[Rows from a dataset]
***

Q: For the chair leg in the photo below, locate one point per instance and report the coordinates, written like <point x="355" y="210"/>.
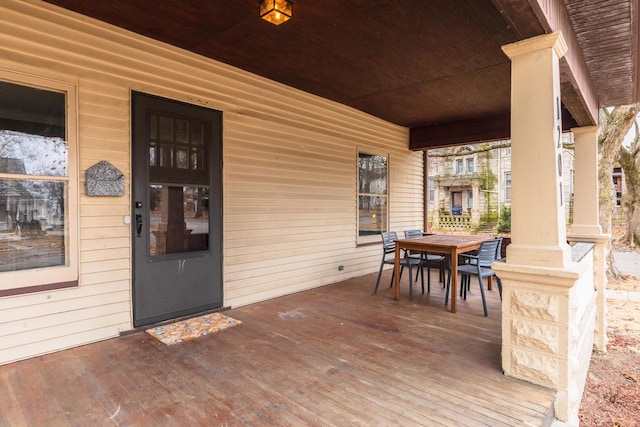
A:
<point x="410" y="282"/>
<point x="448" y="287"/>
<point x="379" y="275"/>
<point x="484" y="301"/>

***

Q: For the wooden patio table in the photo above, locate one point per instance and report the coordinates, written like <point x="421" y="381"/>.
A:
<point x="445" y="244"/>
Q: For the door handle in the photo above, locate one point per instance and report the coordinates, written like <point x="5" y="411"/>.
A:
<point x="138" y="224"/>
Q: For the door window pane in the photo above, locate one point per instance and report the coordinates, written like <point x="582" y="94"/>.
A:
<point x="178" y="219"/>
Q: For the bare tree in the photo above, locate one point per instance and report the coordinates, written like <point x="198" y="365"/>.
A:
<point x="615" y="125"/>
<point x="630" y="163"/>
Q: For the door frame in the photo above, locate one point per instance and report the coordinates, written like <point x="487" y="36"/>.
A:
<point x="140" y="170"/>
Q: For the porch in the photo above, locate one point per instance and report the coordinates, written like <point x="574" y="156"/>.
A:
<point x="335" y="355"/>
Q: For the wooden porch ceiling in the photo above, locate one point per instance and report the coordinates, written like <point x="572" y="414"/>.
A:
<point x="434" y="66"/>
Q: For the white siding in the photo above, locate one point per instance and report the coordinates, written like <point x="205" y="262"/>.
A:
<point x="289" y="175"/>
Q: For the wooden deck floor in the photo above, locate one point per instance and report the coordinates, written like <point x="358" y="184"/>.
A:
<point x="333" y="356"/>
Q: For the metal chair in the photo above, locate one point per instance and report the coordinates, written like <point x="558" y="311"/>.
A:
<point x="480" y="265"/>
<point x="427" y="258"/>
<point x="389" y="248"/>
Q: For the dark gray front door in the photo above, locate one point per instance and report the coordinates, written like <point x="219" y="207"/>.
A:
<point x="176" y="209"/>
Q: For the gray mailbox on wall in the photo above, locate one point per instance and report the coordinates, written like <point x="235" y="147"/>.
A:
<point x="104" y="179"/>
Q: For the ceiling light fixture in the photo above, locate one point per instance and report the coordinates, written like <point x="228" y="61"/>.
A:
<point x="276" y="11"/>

***

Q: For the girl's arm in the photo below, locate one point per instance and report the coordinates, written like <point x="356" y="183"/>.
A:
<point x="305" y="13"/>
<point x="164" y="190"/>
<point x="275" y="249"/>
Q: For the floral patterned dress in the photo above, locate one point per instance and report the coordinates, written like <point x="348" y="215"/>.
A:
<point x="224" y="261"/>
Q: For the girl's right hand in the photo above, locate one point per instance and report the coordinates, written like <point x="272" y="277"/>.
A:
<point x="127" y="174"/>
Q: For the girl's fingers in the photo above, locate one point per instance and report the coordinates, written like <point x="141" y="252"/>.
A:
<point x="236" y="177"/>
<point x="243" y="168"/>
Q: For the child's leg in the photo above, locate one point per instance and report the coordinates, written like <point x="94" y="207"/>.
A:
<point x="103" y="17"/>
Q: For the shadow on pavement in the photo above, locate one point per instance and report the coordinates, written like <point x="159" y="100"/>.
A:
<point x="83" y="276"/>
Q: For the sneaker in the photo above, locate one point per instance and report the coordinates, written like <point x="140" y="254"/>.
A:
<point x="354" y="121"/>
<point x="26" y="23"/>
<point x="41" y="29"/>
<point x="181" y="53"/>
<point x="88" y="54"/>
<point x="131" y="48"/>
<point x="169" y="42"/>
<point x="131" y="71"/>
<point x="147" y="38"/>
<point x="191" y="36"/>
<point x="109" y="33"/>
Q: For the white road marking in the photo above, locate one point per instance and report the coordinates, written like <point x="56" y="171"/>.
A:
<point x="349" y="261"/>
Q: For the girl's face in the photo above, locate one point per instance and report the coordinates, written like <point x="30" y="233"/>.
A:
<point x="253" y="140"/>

***

### [Exercise goal]
Pick out every line in the records above that contains the word "porch", and copy each of those lines.

### [Solution for this exercise]
Q: For the porch in the photo above, locate one point per instance and report the coordinates, written like <point x="574" y="156"/>.
Q: For the wooden porch ceiling in the photo above, locate one point per instance and report the coordinates, written like <point x="572" y="414"/>.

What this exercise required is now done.